▶ _Document segment_
2.1 Immediate Operands

Instead of loading the constant into a register, we can use an instruction such as addl $5, %eax to add an immediate value to a register. We can modify our translator to use this instruction:

1data Instruction = ...
2  | AddImm Reg Num
3  | SubImm Reg Num
4  | MulImm Reg Num
5
6transExp :: Exp -> Reg -> [Instruction]
7transExp (Bionp op e1 (Const n)) r
8  = transExp e1 r ++ transBinopImm op r n
9transExp (Binop op (Const n) e2) r
10  | commutative op = transExp e2 r ++ transBinopImm op r n
11
12transBinopImm :: Op -> Reg -> Num -> [Instruction]
13transBinopImm Plus r n = [AddImm r n]
14transBinopImm Minus r n = [SubImm r n]
15transBinopImm Times r n = [MulImm r n]

2.2 Limited Registers

What if we have an accumulator machine, that had just one register, and a stack for intermediate values? All arithmetic expressions would pop a value off the stack add it to the accumulator.

1data Instruction = Add | Sub | Mul | Div
2  | AddImm Num
3  | Push -- Push the current acc onto the stack
4  | Pop -- Pop the stack into the acc
5  | Load Name -- Set the acc to the value of the variable
6  | LoadImm Num
7  | Store Name -- Store the acc in the variable
8  | CompEq
9  | Jump Label
10  | JTrue Label
11  | JFalse Label
12  | Define Label
13
14transExp :: Exp -> [Instruction]
15transExp (Const n) = [LoadImm n]
16transExp (Ident id) = [Load id]
17transExp (Binop op e1 e2)
18  = transExp e2 ++ [Push] ++ transExp e1 ++ transBinop op
19
20transBinop :: Op -> [Instruction]
21transBinop Plus = [Add]
22transBinop Minus = [Sub]
23transBinop Times = [Mul]
24transBinop Divide = [Div]

We can use this strategy as a fallback - when there is only 1 register remaining, we fall back to using it as an accumulator.

1transExp :: Exp -> Reg -> [Instruction]
2transExp (Const n) r = [LoadImm r n]
3transExp (Ident id) r = [Load r id]
4transExp (Binop op e1 e2) r
5  | r == MAXREG
6    = transExp e2 r ++ [Push r] ++ transExp e1 r ++ transBinopStack op r
7  | otherwise
8    = transExp e1 r ++ transExp e2 (r + 1) ++ transBinop op r (r + 1)
9
10transBinopStack :: Op -> Reg -> [Instruction]
11transBinopStack Add r = [AddStack r]
12transBinopStack Sub r = [SubStack r]
13
14transBinop :: Op -> Reg -> Reg -> [Instruction]
15transBinop Plus r1 r2 = [Add r1 r2]
16transBinop Minus r1 r2 = [Sub r1 r2]

2.3 Sethi-Ullman Algorithm

We now consider an algorithm which minimises the number of registers needed, and avoids spilling intermediate values into the main store whenever possible. The idea is the order of instruction matters. This is the subexpression ordering principle:

Given an expression e1 op e2, we always choose to evaluate the first expression, as it will always require more registers. This is because, during the evaluation of the second subexpression, one register will be used holding the result of the first.

▶ _Data lines_
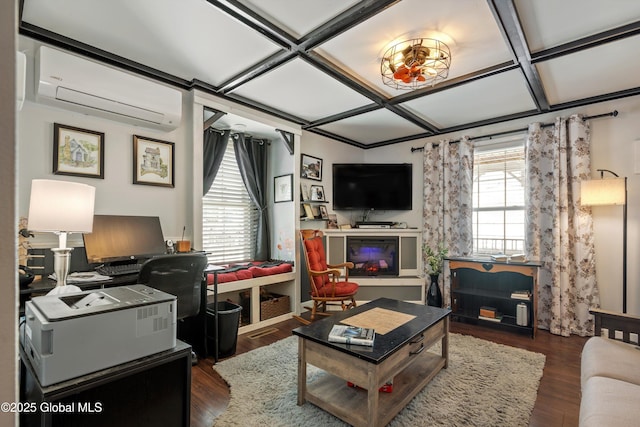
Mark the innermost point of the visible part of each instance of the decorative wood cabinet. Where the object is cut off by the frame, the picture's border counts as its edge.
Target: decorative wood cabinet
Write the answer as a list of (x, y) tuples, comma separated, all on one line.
[(495, 286)]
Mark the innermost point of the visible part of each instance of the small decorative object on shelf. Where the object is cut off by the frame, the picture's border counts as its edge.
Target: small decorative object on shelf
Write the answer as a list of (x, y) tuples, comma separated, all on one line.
[(435, 261), (434, 296)]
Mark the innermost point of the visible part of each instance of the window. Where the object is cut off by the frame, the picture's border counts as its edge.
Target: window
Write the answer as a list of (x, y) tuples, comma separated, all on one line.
[(498, 197), (229, 218)]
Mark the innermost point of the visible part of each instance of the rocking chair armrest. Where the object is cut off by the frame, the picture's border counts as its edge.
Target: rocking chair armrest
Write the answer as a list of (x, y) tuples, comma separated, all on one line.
[(347, 264), (332, 271)]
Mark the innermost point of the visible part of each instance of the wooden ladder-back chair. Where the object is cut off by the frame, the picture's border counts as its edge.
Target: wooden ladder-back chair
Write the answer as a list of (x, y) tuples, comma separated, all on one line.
[(328, 284)]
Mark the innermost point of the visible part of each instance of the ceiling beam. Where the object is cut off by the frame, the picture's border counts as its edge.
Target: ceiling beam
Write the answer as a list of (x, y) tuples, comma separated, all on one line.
[(594, 40), (506, 15)]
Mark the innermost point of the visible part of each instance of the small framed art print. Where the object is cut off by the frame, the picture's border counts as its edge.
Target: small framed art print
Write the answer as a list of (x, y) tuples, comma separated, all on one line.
[(78, 152), (283, 188), (153, 162), (311, 167)]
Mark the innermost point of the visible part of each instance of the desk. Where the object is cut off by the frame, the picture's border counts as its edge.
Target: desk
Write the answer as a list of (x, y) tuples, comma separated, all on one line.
[(151, 391)]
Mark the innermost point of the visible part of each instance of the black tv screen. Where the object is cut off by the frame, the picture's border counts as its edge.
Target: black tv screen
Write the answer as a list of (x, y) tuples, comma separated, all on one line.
[(377, 186), (120, 238)]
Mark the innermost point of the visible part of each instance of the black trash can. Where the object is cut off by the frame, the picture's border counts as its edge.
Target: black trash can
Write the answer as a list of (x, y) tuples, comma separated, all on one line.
[(227, 333)]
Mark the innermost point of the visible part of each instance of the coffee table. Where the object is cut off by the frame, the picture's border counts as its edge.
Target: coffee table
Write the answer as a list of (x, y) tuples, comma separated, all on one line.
[(399, 355)]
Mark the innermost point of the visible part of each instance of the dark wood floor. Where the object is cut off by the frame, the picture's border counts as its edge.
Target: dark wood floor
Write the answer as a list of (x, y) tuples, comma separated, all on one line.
[(558, 401)]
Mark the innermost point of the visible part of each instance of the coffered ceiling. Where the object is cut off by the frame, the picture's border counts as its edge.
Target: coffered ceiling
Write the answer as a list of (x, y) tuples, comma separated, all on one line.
[(317, 62)]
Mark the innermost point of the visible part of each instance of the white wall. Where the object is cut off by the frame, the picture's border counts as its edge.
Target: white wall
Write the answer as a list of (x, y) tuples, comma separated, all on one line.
[(613, 147), (8, 221), (116, 193), (329, 151), (283, 214)]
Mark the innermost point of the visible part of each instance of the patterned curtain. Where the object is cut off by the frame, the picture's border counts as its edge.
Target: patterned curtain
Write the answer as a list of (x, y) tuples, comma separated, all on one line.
[(447, 210), (559, 232)]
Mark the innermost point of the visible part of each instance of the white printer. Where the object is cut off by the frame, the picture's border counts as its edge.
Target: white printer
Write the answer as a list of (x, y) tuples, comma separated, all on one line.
[(69, 335)]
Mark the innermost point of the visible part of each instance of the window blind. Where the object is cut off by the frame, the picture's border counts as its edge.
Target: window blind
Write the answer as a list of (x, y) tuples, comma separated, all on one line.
[(498, 199), (229, 218)]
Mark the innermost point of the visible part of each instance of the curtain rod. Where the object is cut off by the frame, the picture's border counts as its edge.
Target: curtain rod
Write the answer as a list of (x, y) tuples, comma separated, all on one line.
[(613, 113), (234, 134)]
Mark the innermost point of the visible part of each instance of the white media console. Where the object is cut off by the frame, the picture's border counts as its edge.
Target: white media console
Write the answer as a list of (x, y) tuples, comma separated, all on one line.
[(406, 284)]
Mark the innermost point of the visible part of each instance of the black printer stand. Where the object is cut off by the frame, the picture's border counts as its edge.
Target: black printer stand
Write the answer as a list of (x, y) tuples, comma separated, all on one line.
[(151, 391)]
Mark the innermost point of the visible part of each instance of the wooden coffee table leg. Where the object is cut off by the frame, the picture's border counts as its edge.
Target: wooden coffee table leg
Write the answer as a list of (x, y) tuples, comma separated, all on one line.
[(302, 371), (445, 343), (372, 397)]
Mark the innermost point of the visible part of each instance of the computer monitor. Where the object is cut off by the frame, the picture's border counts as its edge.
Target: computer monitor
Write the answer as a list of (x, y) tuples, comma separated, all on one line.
[(120, 238)]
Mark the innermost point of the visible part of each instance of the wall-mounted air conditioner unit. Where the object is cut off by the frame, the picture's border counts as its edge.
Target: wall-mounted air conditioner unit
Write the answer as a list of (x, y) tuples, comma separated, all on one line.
[(89, 87)]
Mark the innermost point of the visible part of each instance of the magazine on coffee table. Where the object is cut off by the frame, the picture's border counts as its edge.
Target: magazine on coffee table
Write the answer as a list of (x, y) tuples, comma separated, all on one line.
[(346, 334)]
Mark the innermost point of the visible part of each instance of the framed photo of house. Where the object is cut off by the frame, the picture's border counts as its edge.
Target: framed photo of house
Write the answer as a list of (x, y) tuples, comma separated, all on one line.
[(311, 167), (78, 152), (304, 192), (317, 193), (283, 188), (308, 211), (324, 214), (153, 162)]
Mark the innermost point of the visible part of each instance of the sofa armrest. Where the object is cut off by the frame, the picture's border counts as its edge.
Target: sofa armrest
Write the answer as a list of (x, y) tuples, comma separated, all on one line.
[(625, 323)]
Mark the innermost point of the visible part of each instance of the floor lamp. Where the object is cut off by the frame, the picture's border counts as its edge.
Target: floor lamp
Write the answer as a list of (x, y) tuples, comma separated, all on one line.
[(62, 208), (607, 192)]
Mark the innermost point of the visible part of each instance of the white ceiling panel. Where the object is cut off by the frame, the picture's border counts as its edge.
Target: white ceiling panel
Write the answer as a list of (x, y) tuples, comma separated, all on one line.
[(298, 17), (361, 48), (375, 126), (549, 23), (314, 61), (604, 69), (498, 95), (186, 39), (302, 90)]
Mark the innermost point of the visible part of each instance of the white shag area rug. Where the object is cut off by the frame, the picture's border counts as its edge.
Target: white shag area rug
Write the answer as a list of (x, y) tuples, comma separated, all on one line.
[(486, 384)]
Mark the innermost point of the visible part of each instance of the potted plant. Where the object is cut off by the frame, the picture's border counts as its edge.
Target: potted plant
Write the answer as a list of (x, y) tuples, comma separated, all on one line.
[(435, 262)]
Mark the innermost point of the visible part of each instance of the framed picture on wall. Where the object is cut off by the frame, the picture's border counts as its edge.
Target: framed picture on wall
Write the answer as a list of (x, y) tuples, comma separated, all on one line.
[(324, 214), (153, 162), (78, 152), (317, 193), (283, 188), (311, 167), (308, 211)]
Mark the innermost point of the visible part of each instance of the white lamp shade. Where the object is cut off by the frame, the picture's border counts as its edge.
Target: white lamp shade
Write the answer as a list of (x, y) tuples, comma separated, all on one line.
[(603, 192), (61, 206)]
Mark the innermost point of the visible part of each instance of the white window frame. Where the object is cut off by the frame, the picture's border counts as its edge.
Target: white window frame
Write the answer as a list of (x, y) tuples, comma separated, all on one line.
[(229, 217), (499, 241)]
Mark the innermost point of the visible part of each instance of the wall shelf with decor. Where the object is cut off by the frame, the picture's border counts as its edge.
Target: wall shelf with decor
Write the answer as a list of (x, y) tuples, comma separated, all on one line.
[(495, 294), (396, 273)]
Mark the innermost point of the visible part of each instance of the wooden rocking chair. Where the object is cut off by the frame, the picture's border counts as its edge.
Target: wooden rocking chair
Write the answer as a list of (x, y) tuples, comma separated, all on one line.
[(327, 285)]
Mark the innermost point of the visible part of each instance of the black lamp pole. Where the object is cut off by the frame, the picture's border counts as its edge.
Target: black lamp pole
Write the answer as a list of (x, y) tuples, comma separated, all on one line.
[(624, 239)]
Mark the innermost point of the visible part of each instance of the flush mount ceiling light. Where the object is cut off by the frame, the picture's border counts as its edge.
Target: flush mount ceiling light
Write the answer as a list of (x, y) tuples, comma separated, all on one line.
[(415, 63)]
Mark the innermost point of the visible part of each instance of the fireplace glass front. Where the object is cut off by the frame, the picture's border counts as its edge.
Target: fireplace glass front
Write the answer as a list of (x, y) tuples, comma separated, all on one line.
[(373, 256)]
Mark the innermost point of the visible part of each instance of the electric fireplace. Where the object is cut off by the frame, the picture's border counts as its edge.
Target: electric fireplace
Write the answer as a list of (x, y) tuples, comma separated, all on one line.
[(373, 256)]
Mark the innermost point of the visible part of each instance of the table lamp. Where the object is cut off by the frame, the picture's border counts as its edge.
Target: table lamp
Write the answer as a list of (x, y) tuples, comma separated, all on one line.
[(61, 207)]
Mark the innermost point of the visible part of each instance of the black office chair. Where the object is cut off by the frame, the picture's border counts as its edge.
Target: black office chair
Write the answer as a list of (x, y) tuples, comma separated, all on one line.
[(181, 275)]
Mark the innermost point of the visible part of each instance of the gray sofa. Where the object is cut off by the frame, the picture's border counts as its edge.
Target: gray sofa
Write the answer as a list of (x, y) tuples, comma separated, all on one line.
[(610, 372)]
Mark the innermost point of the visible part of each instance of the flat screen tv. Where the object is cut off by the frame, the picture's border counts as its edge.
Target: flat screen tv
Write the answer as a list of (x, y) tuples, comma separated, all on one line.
[(117, 238), (372, 186)]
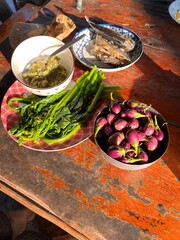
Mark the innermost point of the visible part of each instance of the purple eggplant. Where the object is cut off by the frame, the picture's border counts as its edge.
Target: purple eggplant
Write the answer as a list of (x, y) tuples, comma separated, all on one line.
[(149, 130), (133, 123), (133, 138), (126, 144), (100, 123), (108, 130), (151, 143), (143, 156), (116, 152), (133, 104), (158, 133), (116, 108), (122, 114), (132, 113), (141, 135), (149, 127), (129, 159), (115, 139), (120, 124), (111, 118)]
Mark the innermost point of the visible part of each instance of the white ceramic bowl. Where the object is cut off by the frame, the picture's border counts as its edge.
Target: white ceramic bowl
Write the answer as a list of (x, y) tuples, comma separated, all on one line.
[(34, 47), (153, 157)]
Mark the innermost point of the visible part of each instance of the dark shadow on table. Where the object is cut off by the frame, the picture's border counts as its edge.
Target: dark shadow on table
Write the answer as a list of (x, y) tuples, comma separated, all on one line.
[(157, 86)]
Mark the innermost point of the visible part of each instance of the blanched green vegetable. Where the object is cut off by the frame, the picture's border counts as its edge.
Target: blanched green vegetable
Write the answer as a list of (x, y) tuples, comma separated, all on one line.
[(57, 117)]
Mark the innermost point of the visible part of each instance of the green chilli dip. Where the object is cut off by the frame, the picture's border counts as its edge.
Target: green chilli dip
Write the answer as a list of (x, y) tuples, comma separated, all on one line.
[(45, 74)]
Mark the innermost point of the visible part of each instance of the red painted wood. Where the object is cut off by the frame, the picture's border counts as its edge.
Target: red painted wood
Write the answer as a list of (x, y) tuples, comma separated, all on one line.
[(90, 196)]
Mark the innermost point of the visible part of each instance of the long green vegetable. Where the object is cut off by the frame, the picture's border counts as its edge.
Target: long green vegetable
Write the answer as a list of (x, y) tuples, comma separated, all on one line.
[(57, 117)]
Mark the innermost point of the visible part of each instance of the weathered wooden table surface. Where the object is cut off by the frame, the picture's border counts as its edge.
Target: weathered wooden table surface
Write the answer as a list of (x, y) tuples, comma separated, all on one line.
[(76, 188)]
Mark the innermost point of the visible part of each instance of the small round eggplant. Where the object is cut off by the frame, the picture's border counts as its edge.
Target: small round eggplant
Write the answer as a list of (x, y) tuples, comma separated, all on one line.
[(111, 118), (151, 143), (133, 123), (120, 124), (132, 113), (116, 152), (115, 139), (116, 108), (108, 130), (100, 123)]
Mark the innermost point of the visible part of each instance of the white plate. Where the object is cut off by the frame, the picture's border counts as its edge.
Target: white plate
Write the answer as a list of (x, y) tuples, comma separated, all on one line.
[(82, 48), (173, 10)]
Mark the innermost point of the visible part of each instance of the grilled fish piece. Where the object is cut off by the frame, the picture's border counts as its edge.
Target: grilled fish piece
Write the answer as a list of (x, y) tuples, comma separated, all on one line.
[(121, 41), (109, 53)]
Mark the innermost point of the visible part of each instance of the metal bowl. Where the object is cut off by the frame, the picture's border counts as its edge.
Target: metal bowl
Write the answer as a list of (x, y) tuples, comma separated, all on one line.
[(153, 157), (38, 46)]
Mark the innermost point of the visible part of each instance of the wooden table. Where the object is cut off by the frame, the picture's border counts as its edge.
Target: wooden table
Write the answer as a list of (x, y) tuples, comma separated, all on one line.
[(76, 188)]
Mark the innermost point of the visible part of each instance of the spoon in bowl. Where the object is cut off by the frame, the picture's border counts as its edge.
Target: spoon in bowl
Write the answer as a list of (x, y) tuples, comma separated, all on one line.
[(45, 58)]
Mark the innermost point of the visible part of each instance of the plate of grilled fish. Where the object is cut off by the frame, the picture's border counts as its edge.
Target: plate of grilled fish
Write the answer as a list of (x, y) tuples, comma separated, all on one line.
[(110, 47)]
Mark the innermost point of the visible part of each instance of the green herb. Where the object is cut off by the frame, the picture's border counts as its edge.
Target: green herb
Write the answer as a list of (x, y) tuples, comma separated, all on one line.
[(58, 117)]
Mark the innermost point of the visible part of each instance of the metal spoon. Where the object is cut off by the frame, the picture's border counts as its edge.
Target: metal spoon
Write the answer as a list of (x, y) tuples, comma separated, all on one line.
[(45, 58)]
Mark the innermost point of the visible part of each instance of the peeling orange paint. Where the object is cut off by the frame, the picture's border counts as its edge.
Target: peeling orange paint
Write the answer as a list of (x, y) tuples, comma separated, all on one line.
[(52, 179), (82, 156), (81, 197)]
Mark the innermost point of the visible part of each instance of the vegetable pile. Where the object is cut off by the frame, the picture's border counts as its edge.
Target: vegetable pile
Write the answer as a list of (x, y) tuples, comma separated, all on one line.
[(129, 132), (57, 117)]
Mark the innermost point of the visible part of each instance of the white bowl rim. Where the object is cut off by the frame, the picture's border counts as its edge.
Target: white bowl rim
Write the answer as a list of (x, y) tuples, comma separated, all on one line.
[(48, 88)]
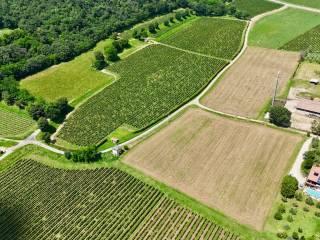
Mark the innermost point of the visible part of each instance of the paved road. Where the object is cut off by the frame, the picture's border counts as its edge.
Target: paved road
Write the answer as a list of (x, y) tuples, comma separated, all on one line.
[(310, 9)]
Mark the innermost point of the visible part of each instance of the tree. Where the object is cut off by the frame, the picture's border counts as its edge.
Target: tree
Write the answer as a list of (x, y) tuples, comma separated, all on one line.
[(111, 54), (99, 62), (43, 124), (315, 127), (280, 116), (289, 186)]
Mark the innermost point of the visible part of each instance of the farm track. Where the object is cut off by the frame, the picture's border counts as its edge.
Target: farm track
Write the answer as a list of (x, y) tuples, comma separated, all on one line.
[(195, 101)]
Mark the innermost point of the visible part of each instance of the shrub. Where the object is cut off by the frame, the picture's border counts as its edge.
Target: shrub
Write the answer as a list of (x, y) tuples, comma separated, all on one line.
[(309, 201), (281, 208), (278, 216), (46, 137), (289, 186), (295, 235), (315, 127), (282, 235), (293, 211), (43, 124), (298, 196), (290, 218), (280, 116)]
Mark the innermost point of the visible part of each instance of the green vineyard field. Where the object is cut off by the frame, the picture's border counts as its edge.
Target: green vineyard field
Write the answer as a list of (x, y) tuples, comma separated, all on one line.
[(255, 7), (212, 36), (308, 41), (38, 202), (13, 124), (153, 82)]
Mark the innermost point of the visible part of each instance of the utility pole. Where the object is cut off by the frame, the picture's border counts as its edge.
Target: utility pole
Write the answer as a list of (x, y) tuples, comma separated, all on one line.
[(276, 89)]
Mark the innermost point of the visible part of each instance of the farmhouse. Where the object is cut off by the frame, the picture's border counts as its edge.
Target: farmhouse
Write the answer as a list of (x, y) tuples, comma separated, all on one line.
[(314, 81), (116, 151), (313, 179), (309, 106)]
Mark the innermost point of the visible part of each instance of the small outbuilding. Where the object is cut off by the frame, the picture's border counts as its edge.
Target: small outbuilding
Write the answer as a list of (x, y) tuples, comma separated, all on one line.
[(309, 106), (314, 81), (117, 151)]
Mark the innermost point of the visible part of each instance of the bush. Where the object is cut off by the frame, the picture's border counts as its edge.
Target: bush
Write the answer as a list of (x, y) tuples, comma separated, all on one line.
[(295, 235), (315, 127), (281, 208), (282, 235), (46, 137), (280, 116), (298, 196), (293, 211), (278, 216), (43, 124), (290, 218), (289, 186), (309, 201)]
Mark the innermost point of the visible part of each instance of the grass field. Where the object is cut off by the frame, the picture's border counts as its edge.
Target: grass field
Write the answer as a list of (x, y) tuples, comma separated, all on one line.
[(307, 3), (309, 41), (235, 167), (212, 36), (278, 29), (250, 82), (255, 7), (15, 123), (153, 82), (104, 203)]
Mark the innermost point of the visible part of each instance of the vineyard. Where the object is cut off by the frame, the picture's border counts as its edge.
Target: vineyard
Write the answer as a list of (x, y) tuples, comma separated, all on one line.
[(213, 36), (153, 82), (13, 124), (308, 41), (38, 202), (255, 7)]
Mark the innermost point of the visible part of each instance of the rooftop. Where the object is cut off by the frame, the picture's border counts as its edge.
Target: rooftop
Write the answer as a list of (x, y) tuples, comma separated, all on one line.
[(314, 174), (309, 106)]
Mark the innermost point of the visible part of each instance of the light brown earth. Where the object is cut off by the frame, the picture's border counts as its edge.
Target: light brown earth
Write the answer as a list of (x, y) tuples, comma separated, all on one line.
[(233, 166), (250, 82)]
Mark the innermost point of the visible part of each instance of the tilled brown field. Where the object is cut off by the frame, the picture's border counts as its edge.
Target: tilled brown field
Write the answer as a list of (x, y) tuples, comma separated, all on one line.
[(235, 167), (251, 81)]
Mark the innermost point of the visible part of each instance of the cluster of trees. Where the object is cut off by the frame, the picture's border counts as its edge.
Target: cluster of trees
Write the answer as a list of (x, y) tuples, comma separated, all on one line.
[(49, 32), (280, 116), (110, 53), (311, 157), (89, 154)]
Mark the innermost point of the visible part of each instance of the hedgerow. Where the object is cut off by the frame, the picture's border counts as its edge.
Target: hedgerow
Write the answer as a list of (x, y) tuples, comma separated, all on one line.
[(153, 82), (38, 202)]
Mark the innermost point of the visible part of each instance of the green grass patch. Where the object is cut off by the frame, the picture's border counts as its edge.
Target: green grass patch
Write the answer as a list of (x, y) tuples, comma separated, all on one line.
[(217, 37), (15, 123), (153, 82), (307, 3), (309, 41), (255, 7), (278, 29)]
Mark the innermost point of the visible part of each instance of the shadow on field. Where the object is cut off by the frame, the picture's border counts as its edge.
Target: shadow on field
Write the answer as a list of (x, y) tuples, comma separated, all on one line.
[(9, 226)]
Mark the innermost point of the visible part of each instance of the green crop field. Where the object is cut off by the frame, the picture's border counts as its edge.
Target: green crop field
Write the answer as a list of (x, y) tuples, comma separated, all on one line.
[(255, 7), (308, 41), (212, 36), (278, 29), (39, 202), (307, 3), (153, 82), (71, 79), (14, 123)]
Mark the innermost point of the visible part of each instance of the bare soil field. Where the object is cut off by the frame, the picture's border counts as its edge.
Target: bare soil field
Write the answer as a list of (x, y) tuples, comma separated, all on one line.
[(233, 166), (251, 81)]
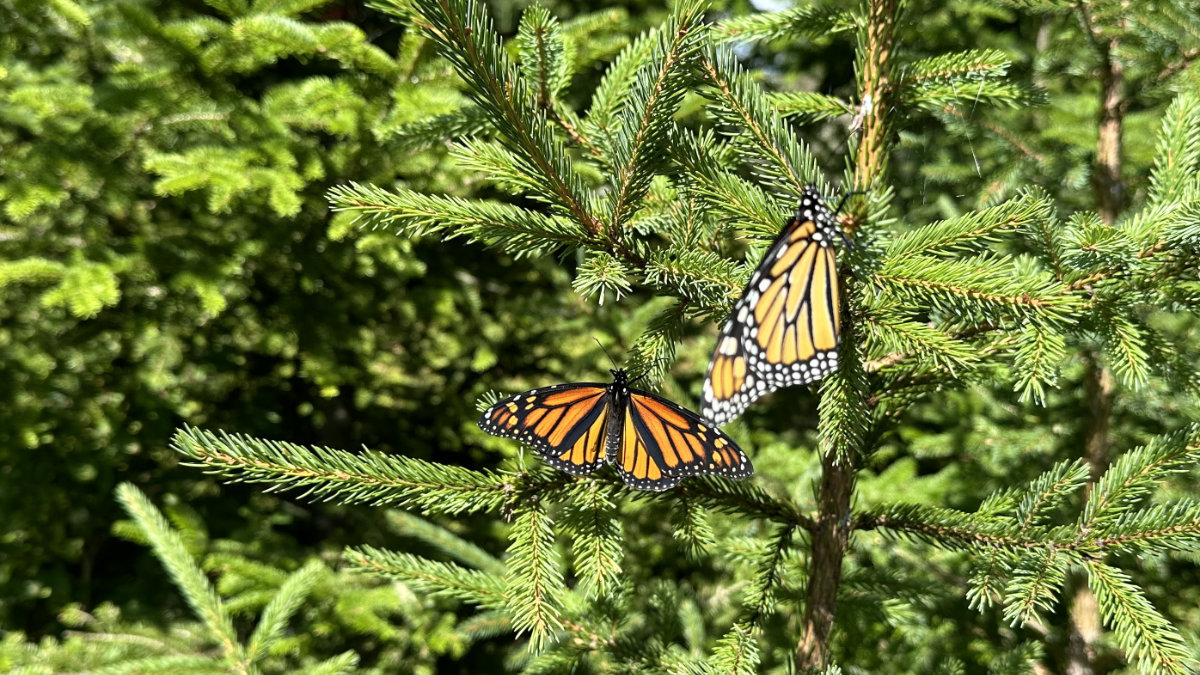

▶ _Instruction_
Summarize the compiler excerpt above in three sentences.

▶ _Reply to the task_
Instead of loading a constant into a register, the translator can use an immediate instruction such as addl $5, %eax to add the value directly to a register. On an accumulator machine with one register and a stack for intermediate values, arithmetic pops a value off the stack and adds it to the accumulator, and this strategy can serve as a fallback when only one register remains. The Sethi-Ullman algorithm minimizes the number of registers needed and avoids spilling intermediate values into the main store whenever possible, based on the idea that the order of instructions matters.